▶ [ROWS]
--------
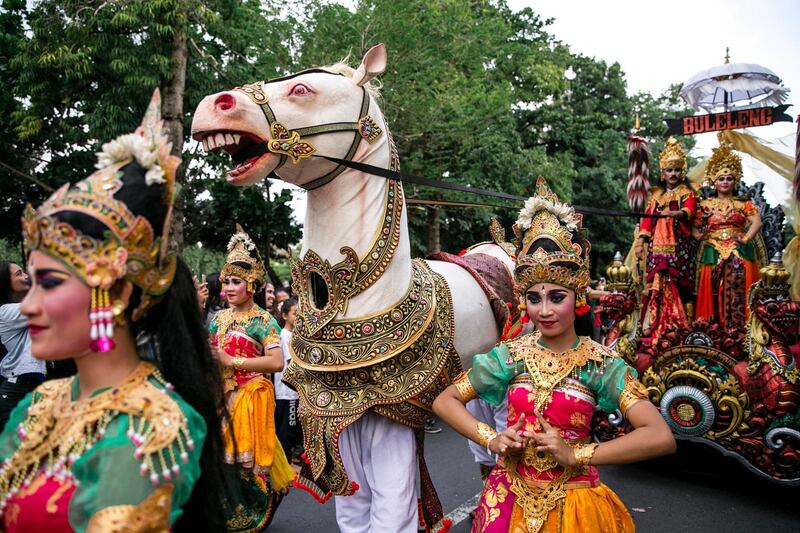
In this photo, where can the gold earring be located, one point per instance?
(117, 310)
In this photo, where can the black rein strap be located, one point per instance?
(427, 182)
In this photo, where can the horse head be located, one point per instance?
(281, 126)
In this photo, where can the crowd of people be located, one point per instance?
(176, 416)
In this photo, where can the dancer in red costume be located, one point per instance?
(668, 245)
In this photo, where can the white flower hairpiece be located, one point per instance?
(130, 146)
(564, 212)
(243, 238)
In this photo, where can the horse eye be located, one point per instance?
(299, 90)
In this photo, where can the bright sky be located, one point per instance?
(660, 43)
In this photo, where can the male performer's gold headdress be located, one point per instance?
(723, 162)
(131, 168)
(672, 156)
(244, 261)
(550, 247)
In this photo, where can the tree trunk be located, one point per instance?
(434, 244)
(172, 112)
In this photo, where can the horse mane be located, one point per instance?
(373, 86)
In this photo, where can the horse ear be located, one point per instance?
(373, 64)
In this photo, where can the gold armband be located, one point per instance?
(584, 454)
(632, 391)
(485, 434)
(464, 387)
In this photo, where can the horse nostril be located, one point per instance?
(225, 102)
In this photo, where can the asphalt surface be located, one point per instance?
(693, 491)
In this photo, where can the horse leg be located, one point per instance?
(380, 456)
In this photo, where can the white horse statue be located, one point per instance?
(379, 335)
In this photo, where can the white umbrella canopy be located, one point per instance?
(731, 83)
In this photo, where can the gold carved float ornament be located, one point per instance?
(698, 393)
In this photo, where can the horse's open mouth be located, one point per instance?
(245, 149)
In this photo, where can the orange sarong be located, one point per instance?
(252, 410)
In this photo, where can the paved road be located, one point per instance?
(694, 491)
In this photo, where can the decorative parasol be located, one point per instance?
(725, 85)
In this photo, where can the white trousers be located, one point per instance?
(381, 456)
(496, 417)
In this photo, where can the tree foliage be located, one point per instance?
(474, 93)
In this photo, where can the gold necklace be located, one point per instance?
(549, 368)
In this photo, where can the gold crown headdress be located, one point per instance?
(723, 162)
(130, 248)
(672, 156)
(565, 263)
(240, 250)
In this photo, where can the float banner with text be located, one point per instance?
(730, 120)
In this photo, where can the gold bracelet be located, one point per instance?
(485, 434)
(584, 454)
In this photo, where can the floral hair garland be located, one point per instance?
(564, 212)
(132, 145)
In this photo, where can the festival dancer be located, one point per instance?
(726, 225)
(246, 340)
(121, 445)
(546, 478)
(671, 251)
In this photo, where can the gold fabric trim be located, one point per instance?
(537, 501)
(227, 318)
(150, 516)
(464, 387)
(485, 434)
(679, 194)
(633, 391)
(548, 369)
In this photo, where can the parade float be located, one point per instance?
(735, 384)
(380, 332)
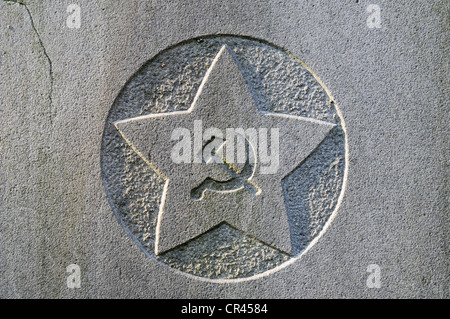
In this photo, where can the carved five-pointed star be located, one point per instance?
(224, 100)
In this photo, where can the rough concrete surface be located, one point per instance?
(362, 109)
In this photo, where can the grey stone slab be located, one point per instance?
(373, 192)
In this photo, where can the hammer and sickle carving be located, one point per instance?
(239, 178)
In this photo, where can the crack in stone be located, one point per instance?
(50, 94)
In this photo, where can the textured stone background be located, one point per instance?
(58, 84)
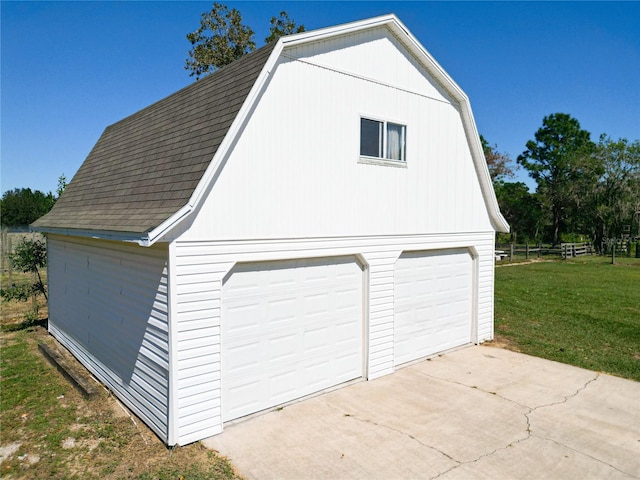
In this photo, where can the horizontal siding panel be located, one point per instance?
(109, 305)
(198, 324)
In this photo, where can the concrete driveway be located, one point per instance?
(479, 412)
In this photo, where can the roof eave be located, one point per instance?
(131, 237)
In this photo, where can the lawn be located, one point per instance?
(584, 312)
(49, 430)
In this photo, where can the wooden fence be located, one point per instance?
(537, 250)
(572, 250)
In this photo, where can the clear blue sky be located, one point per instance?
(70, 69)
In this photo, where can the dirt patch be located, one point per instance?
(76, 437)
(502, 342)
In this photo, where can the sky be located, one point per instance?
(70, 69)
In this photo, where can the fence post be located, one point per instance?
(10, 264)
(613, 253)
(3, 249)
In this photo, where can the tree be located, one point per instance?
(281, 26)
(560, 161)
(499, 163)
(521, 209)
(22, 206)
(616, 198)
(221, 39)
(62, 185)
(29, 256)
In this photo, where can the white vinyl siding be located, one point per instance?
(433, 303)
(108, 305)
(202, 267)
(289, 329)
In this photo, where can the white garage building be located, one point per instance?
(317, 212)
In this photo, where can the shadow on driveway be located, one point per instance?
(479, 412)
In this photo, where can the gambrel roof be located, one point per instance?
(145, 167)
(149, 171)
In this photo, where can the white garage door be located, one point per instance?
(289, 329)
(433, 295)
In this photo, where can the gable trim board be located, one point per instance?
(283, 245)
(162, 231)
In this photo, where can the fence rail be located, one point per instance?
(537, 250)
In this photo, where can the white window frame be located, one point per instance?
(383, 160)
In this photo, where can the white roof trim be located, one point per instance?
(413, 45)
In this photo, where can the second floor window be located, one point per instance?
(383, 140)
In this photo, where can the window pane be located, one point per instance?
(395, 141)
(370, 138)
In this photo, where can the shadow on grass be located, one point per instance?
(26, 324)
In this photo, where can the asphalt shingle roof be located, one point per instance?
(145, 167)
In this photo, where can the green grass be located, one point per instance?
(42, 412)
(584, 312)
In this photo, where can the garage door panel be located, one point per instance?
(433, 294)
(305, 333)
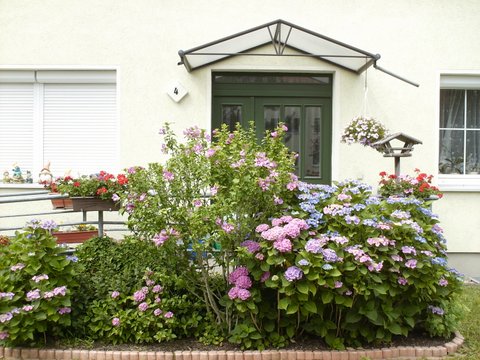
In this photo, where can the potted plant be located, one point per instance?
(94, 192)
(78, 234)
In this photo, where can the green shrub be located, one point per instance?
(345, 266)
(36, 281)
(123, 269)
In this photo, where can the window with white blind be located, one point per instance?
(459, 138)
(65, 118)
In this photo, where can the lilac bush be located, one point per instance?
(36, 282)
(357, 268)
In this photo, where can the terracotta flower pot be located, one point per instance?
(93, 204)
(74, 237)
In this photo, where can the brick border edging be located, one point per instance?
(398, 353)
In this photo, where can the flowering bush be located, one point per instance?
(205, 201)
(419, 186)
(103, 185)
(345, 266)
(36, 282)
(363, 130)
(108, 267)
(141, 317)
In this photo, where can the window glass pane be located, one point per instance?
(231, 114)
(473, 109)
(292, 137)
(313, 128)
(271, 115)
(473, 151)
(452, 105)
(451, 152)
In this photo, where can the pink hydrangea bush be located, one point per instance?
(36, 283)
(349, 267)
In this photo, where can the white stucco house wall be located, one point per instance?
(84, 85)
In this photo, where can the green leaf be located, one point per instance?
(327, 297)
(283, 303)
(310, 306)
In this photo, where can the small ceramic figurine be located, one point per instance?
(17, 174)
(6, 177)
(45, 176)
(28, 177)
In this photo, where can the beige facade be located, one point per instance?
(420, 40)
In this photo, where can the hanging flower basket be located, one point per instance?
(74, 237)
(93, 204)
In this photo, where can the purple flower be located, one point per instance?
(329, 255)
(436, 310)
(293, 273)
(243, 294)
(265, 276)
(252, 246)
(61, 290)
(139, 296)
(143, 307)
(233, 293)
(314, 246)
(64, 310)
(33, 295)
(167, 175)
(6, 317)
(39, 278)
(443, 282)
(283, 245)
(412, 264)
(228, 228)
(157, 289)
(243, 282)
(17, 267)
(8, 295)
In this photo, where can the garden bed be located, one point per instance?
(411, 348)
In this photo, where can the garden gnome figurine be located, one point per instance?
(17, 174)
(6, 177)
(28, 177)
(45, 176)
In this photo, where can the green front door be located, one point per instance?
(268, 99)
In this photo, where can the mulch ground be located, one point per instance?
(414, 339)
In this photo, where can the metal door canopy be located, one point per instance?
(280, 34)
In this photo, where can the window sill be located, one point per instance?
(465, 183)
(20, 186)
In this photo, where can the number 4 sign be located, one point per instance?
(176, 91)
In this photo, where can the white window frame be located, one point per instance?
(455, 80)
(38, 91)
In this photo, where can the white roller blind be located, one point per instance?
(80, 128)
(16, 126)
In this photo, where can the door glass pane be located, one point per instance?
(313, 136)
(271, 115)
(231, 114)
(451, 152)
(473, 109)
(452, 106)
(292, 137)
(473, 151)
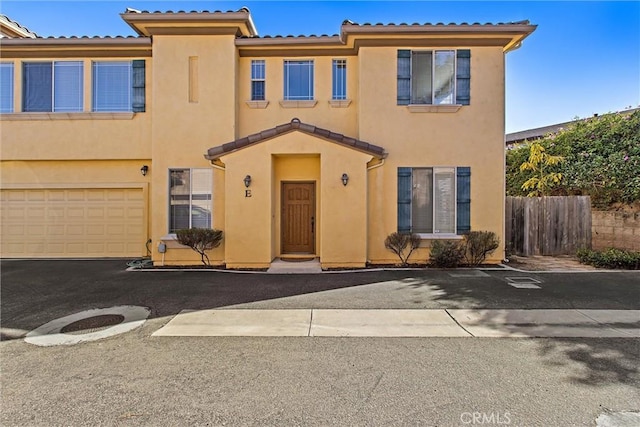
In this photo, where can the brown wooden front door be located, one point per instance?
(298, 217)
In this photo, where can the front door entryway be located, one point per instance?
(298, 217)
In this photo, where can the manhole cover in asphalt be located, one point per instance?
(523, 282)
(92, 324)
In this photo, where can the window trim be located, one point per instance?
(190, 195)
(79, 64)
(254, 79)
(11, 92)
(94, 96)
(335, 85)
(286, 79)
(406, 199)
(433, 76)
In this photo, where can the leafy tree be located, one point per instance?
(539, 163)
(601, 159)
(200, 240)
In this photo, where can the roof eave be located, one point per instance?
(148, 24)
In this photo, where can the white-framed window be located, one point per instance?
(434, 77)
(434, 200)
(257, 80)
(112, 86)
(56, 86)
(339, 79)
(298, 80)
(6, 87)
(190, 198)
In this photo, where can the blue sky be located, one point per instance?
(584, 58)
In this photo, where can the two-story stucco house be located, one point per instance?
(314, 146)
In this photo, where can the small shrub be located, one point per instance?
(446, 253)
(200, 240)
(398, 243)
(479, 244)
(610, 258)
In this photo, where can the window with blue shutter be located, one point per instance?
(463, 77)
(6, 87)
(52, 86)
(463, 200)
(434, 77)
(434, 200)
(404, 200)
(138, 71)
(404, 77)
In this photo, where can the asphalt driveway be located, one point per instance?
(137, 379)
(37, 291)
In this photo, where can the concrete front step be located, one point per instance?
(405, 323)
(292, 267)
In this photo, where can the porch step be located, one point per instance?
(288, 267)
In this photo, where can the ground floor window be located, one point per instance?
(190, 198)
(434, 200)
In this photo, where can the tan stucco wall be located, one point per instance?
(191, 108)
(473, 136)
(75, 136)
(253, 223)
(183, 129)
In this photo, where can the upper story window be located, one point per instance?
(52, 86)
(6, 87)
(257, 80)
(434, 77)
(118, 86)
(339, 77)
(190, 197)
(298, 80)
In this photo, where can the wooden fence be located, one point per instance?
(552, 225)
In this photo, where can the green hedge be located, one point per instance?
(610, 258)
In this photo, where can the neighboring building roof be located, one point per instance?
(12, 29)
(541, 132)
(295, 125)
(147, 23)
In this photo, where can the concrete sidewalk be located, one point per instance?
(405, 323)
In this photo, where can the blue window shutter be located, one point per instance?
(404, 77)
(37, 86)
(138, 102)
(463, 206)
(463, 77)
(6, 87)
(405, 189)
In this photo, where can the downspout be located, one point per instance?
(368, 169)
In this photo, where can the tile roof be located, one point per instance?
(16, 27)
(295, 125)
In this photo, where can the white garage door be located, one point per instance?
(72, 223)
--------
▶ [AIM] Rewrite everything from the line containing "In this photo, where can the upper" down to the end of the records, putting "metal fence" in place of "wooden fence" and leaving all else unchanged.

▶ [FINAL ANSWER]
In this photo, where can the upper story window be located, one point per instance?
(52, 86)
(6, 87)
(257, 80)
(434, 77)
(118, 86)
(339, 77)
(190, 197)
(298, 80)
In this photo, where can the metal fence be located, one point per instance?
(552, 225)
In this photo, where can the green hedge be located, one point per instance?
(610, 258)
In this photo, where can the neighboring building roof be located, one point per instance?
(12, 29)
(541, 132)
(295, 125)
(147, 23)
In this photo, where can the concrete sidewalk be located, one point per instance?
(405, 323)
In this photo, where can the blue window shutter be located, one point per instance?
(404, 77)
(37, 86)
(138, 102)
(463, 206)
(463, 77)
(6, 87)
(405, 189)
In this photo, where can the downspout be located, one point per instance?
(368, 169)
In this photo, where can the tile roof be located, one point per instance?
(16, 27)
(295, 125)
In this photo, where can the white garage door be located, one point per instance?
(72, 223)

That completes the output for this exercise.